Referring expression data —
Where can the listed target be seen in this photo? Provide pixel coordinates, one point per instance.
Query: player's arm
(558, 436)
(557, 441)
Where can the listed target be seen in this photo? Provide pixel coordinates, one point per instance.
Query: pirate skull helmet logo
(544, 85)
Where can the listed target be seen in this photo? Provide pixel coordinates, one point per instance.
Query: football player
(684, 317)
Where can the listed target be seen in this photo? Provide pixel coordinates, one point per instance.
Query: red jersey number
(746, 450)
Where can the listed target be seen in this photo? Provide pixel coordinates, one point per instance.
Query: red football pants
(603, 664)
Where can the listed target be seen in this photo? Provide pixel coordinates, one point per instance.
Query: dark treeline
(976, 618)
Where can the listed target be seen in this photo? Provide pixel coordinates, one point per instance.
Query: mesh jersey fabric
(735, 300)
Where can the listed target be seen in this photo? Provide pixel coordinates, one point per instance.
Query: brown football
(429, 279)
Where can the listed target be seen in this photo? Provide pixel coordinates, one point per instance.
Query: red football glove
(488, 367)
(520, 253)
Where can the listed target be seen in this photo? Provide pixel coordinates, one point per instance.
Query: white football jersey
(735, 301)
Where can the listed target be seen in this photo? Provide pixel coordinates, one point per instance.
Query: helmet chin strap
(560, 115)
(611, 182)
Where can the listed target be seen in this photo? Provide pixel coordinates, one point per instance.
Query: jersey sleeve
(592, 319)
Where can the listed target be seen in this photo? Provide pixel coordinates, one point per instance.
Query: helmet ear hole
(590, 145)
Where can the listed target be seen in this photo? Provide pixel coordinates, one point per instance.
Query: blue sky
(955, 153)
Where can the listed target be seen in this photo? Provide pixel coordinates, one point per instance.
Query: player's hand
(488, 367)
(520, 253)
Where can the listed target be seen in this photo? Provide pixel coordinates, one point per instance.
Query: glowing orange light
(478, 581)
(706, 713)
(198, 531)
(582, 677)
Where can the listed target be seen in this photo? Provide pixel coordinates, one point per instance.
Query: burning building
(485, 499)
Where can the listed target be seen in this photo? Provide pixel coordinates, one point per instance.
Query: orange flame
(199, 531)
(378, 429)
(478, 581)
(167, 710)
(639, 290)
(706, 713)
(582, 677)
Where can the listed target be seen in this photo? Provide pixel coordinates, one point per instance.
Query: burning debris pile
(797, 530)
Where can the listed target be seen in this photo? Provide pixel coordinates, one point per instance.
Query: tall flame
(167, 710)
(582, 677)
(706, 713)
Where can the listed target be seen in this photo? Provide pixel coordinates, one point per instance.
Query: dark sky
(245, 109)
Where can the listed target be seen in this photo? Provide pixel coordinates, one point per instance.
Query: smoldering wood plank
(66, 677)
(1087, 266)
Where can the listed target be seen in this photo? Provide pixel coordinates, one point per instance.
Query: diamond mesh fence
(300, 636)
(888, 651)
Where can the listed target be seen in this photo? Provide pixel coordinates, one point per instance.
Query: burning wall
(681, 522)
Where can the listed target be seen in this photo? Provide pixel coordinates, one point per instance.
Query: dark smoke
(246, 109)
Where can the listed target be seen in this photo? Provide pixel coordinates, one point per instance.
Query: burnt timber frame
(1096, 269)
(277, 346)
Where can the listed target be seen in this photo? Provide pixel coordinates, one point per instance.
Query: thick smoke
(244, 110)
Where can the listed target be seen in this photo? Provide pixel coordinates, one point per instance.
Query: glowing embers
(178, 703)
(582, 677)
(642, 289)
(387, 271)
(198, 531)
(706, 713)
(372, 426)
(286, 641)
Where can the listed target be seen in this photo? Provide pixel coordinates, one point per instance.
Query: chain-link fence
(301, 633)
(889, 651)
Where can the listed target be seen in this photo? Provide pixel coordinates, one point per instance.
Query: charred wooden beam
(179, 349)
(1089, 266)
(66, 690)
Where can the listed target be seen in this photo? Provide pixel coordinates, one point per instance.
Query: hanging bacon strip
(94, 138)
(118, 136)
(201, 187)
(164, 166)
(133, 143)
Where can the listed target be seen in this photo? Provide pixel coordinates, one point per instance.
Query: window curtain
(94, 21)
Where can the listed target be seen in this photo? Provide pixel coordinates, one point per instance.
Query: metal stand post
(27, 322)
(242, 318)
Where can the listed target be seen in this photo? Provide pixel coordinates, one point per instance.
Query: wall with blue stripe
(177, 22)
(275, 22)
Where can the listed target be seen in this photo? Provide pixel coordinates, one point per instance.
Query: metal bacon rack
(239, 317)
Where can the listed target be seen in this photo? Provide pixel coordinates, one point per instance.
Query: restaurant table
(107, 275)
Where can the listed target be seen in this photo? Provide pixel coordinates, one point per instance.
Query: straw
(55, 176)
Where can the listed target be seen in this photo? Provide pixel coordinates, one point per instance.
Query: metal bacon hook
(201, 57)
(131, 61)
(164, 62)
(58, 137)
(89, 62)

INSTRUCTIONS TO FOLLOW — The data above must be repeated in its entirety, exactly as given.

RESPONSE TO THIS EXERCISE —
Where can the listed target be seen in this photo? Provide pixel coordinates, one point per instance.
Query: player's arm
(558, 436)
(557, 441)
Where can the listed target be seen in this photo? Provide pixel coordinates, one point per instance.
Query: pirate skull helmet logo
(544, 85)
Where can the listed target be seen in this photo? Provide pixel coordinates, one point per instance.
Query: football player
(684, 317)
Where can the listed target be seen in this photo? Provide pixel coordinates, one point per instance.
Query: red jersey number
(746, 450)
Where can the listed target be seen in this photo? Provide pixel coordinates, one point per instance.
Query: red football pants
(603, 664)
Where can the listed target be seen in this photo? Provide pixel coordinates, one point per instance.
Query: dark treeline
(976, 618)
Where can the listed target be seen in this photo? Provide pixel coordinates, one point per instance.
Query: mesh jersey fabric
(735, 300)
Where can the listed target be seen in this photo? Provide pixel coordinates, one point per instance.
Query: brown football
(429, 279)
Where can the listed target be seen in this photo? Provide pixel coordinates, one point per instance.
Query: red football glove
(488, 367)
(520, 253)
Where can the listed target be seen in this photo? Provide pixel coordinates, one point per instance.
Query: white football jersey
(735, 301)
Where can the listed target be seen in this photo? Provide pixel coordinates, one point per instance.
Query: helmet chin strap
(560, 115)
(611, 182)
Where can the listed target be seen in this photo? Provide pixel coordinates, one point per instance.
Query: jersey sleeve
(592, 319)
Where can the listed target be seen in this photo? Provide pixel coordinates, one point per instance.
Query: helmet ear hole
(590, 145)
Where can the listed target be seen in this photo? Provide pixel coordinates, one point per instance.
Query: blue sky
(955, 153)
Where can the listed target be seen in this photo? Provide pixel coordinates, one point per instance.
Query: player's hand
(488, 367)
(520, 253)
Where can the listed target be seen in this photo? Provide pixel coordinates, one point per instance.
Query: glowing orange light
(478, 581)
(706, 713)
(198, 531)
(582, 677)
Where can the listed target be seen in this photo? Provide pixel coordinates, one point per instance.
Query: burning building
(485, 499)
Where can the listed target be seen in this photo? Provide pixel coordinates, one point per instance.
Query: orange flame
(199, 531)
(378, 429)
(478, 581)
(167, 710)
(639, 290)
(706, 713)
(582, 677)
Where can the listed target be seen in this photo? Provide pixel coordinates, one point per instance.
Query: burning debris pile
(797, 530)
Where can the listed target be seen in this photo? Provide pixel coordinates, one point per instance.
Query: tall flame
(167, 710)
(582, 677)
(706, 713)
Where can the listed target be seen in this photo? Provide pixel coordinates, one point per instance.
Query: dark sky
(245, 109)
Where can the listed target be seen in this photo? Provide pixel coordinates, one point per instance.
Query: smoldering wood plank
(66, 677)
(1087, 266)
Where can the listed target be seen in this photo? Provide pixel coordinates, one point per instance.
Query: diamond mesh fence
(300, 636)
(888, 651)
Where can the listed target be seen in this photo? Provide pixel coordinates, one point per instance.
Query: burning wall
(681, 522)
Where can the listed target be seen in this photo? Provide pixel coordinates, one point per instance.
Query: dark smoke
(246, 109)
Where can the listed target be seen in this photo? Provide pixel coordinates, one point per instance.
Query: burnt timber frame
(1096, 269)
(277, 346)
Where can the listed target be seen in this photo? Provide pixel coordinates, one point per instance.
Query: thick smoke
(244, 110)
Where can the listed target be seen in this photo? Provide pixel coordinates, one point per instance.
Query: glowing embers
(178, 703)
(582, 677)
(642, 289)
(387, 271)
(198, 531)
(706, 713)
(372, 426)
(286, 641)
Where can the listed target be seen in this photo? Provide pixel coordinates, one point per instance.
Query: chain-link fence
(301, 633)
(889, 651)
Where can the listed target be seen in this photo? Provide pixel coordinates, one point per instance.
Query: charred wooden beam
(179, 349)
(1089, 266)
(66, 690)
Where can the listed target be seen in this photo? Provide pixel coordinates, one point per instance.
Query: hanging bacon strip
(94, 138)
(118, 136)
(201, 187)
(164, 166)
(133, 143)
Where can the listed target be seen in this photo? Provide pixel coordinates, one point per instance.
Query: window curtain
(94, 21)
Where can the listed target be seen in this photo? Provide pixel coordinates, one point per instance.
Query: metal stand post
(27, 322)
(242, 318)
Where can the listed target be seen in this photo? Provide pixel coordinates, one point per instance.
Query: wall with blue stripe
(177, 22)
(275, 22)
Where can the listed target be seen in this photo? Provide pixel coordinates, one point per instance.
Query: metal bacon rack
(239, 317)
Where can the listed target be seen in this photo? Provide pixel coordinates, one point per instance.
Query: restaurant table
(107, 275)
Where can the listed target be seen in this photo? Provide pixel coordinates, one point per instance.
Query: straw
(55, 176)
Where can the listed target be seen in this photo? Provide pixel coordinates, one point per instance.
Query: metal bacon hook
(201, 57)
(131, 61)
(164, 62)
(58, 137)
(89, 62)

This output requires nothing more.